■ Your goal ■
Report every line of the data that includes "collar".

■ Data for analysis ■
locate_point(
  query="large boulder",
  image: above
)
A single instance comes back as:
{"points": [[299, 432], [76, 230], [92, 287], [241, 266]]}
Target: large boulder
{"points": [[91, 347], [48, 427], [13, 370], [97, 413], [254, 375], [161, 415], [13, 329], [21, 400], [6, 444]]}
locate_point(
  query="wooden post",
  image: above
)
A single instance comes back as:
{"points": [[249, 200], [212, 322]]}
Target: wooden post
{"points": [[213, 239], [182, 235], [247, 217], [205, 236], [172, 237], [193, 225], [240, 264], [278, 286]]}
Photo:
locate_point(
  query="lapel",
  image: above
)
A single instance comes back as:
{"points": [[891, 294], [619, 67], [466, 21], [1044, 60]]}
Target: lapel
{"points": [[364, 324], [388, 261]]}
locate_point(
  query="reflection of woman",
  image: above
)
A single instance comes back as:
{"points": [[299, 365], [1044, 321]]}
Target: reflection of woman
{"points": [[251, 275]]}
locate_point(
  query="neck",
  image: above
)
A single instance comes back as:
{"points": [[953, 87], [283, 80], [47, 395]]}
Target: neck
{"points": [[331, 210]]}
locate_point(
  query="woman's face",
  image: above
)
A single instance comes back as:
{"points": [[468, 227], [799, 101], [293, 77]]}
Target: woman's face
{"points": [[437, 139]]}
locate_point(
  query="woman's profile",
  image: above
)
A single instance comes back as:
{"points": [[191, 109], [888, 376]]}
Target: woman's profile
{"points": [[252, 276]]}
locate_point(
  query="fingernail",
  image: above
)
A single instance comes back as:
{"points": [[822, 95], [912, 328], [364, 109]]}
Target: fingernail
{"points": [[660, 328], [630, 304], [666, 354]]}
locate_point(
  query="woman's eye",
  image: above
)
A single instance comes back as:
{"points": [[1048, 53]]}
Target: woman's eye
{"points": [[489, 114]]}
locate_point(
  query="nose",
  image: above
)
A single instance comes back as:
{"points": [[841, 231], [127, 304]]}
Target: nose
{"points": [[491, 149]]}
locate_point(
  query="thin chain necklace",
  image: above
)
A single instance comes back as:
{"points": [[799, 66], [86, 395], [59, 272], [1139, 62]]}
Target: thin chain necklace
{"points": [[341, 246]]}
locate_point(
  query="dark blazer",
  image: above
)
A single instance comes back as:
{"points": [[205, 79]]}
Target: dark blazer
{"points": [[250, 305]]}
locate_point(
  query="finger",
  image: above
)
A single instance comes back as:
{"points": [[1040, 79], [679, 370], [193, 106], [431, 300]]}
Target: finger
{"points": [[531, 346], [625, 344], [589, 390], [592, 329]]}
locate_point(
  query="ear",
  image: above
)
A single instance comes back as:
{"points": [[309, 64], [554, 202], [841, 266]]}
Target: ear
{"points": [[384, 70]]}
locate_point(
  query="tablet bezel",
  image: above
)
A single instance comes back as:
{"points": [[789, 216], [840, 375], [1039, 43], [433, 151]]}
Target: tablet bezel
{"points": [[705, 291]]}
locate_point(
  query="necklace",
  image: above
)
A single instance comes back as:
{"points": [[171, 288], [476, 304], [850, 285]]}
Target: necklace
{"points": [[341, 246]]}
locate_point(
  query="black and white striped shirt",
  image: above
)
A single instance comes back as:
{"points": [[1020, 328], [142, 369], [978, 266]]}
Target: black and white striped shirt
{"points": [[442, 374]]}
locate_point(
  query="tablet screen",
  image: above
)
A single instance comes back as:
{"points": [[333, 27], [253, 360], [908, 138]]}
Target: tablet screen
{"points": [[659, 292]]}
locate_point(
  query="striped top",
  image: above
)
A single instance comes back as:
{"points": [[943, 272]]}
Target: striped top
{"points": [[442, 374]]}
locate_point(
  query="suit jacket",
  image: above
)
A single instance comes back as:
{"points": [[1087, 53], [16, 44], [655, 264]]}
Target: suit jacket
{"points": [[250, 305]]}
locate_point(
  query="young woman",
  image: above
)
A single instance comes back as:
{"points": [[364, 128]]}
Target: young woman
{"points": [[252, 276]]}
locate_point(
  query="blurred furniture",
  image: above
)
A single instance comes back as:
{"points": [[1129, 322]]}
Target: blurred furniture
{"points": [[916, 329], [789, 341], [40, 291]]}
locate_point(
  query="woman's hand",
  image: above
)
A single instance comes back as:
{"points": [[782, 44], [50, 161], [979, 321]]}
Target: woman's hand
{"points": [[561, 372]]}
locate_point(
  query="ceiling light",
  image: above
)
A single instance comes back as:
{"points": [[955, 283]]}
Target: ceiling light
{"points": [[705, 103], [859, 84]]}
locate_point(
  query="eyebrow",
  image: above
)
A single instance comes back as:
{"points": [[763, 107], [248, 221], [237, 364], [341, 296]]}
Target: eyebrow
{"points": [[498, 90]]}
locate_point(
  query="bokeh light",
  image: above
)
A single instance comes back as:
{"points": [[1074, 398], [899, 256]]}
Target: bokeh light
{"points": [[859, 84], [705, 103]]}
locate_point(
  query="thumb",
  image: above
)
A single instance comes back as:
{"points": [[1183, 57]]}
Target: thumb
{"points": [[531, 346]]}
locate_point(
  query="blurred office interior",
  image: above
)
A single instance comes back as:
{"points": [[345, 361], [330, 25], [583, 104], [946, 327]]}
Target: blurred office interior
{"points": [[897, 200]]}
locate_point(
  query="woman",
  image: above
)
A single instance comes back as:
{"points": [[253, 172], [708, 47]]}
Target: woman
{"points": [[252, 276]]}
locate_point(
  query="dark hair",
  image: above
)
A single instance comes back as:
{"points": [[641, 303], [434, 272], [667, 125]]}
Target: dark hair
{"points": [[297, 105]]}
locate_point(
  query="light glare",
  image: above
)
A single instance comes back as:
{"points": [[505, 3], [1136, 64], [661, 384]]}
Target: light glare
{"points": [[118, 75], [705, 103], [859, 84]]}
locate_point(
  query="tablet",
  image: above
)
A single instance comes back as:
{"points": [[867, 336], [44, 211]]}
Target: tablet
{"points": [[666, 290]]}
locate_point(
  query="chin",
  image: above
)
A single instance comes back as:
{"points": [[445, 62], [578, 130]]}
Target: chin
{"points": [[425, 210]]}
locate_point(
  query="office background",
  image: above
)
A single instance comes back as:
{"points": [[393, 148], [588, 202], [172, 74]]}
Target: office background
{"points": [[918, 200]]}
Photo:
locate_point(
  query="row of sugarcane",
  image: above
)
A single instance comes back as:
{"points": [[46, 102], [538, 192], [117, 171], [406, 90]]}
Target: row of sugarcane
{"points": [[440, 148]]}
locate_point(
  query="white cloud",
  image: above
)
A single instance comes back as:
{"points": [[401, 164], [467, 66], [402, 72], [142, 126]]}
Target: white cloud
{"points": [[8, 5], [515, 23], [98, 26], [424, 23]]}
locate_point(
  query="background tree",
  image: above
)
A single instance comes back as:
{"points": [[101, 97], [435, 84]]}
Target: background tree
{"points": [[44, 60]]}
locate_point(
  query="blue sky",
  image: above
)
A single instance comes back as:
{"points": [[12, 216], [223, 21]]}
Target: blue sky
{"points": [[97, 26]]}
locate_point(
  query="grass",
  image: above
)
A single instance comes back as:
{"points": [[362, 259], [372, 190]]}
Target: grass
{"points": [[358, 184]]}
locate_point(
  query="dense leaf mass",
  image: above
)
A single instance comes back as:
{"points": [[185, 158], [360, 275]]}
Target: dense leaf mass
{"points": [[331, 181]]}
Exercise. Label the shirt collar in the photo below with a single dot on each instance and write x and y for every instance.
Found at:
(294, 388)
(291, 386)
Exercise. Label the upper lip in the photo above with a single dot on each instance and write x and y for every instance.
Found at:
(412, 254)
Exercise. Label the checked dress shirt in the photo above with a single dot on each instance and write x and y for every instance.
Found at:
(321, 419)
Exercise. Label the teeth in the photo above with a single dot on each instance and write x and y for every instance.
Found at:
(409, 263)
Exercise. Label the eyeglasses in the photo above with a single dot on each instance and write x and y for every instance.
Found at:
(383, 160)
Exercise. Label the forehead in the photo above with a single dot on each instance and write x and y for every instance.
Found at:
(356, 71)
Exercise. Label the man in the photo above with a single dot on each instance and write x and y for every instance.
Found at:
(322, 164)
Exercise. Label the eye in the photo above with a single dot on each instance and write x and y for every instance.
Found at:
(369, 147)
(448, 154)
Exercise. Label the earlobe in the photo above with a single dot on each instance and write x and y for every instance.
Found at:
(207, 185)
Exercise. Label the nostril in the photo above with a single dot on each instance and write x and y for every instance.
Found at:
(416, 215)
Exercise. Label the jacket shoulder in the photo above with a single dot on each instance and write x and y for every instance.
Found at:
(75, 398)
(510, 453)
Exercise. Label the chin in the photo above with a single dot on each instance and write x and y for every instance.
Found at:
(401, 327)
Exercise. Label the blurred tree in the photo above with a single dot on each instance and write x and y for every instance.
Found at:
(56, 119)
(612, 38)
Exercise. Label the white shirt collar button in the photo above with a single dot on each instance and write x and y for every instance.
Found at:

■ Solution to this task ■
Exercise. Label the shirt collar in the photo below with a single dot on each instance and write x and y for every instance.
Exercise. Label the white shirt collar button in the photo above with a single dot on each instance and write x and y for every instance.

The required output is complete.